Text extract:
This code passes the flow check:

/* @flow */

function test (list: ?Array<string>): Promise<number> {
  if(list !== null && list !== undefined) {
    return Promise.resolve(list.length)
  } else {
    return Promise.resolve(0)
  }
}

console.log(test(null))

Whereas the following gets a null check error

/* @flow */

function test (list: ?Array<string>): Promise<number> {
  if(list !== null && list !== undefined) {
    return Promise.resolve().then(() => list.length)
  } else {
    return Promise.resolve(0)
  }
}

console.log(test(null))

error:

property `length`. Property cannot be accessed on possibly null value

Clearly list cannot be null so there must be something about the code structure that makes flow unable to recognise this.

I would like to understand what limitation I am hitting and how I can work around it. Thanks!

like image 999
sorenbs Avatar asked Mar 13 '23 16:03

sorenbs


1 Answers

Basically, Flow doesn't know that your type refinement (null check) will hold at the time when () => list.length is executed. Inside that callback Flow only looks at the type of list – which says it can be null.

The difference between first and second snippet is that in the second snippet list is crossing a function boundary – you're using it in a different function than where you refined its type.

Data excerpts:
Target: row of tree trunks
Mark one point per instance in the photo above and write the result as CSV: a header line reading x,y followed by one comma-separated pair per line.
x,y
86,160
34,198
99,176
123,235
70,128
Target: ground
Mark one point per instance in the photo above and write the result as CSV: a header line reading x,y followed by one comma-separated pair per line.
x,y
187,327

Set task:
In the text about Flow's null check, what is the difference between the first and second code snippets?

Reply to the exercise:
In the second snippet, `list` crosses a function boundary: it is used inside a different function than the one where its type was refined.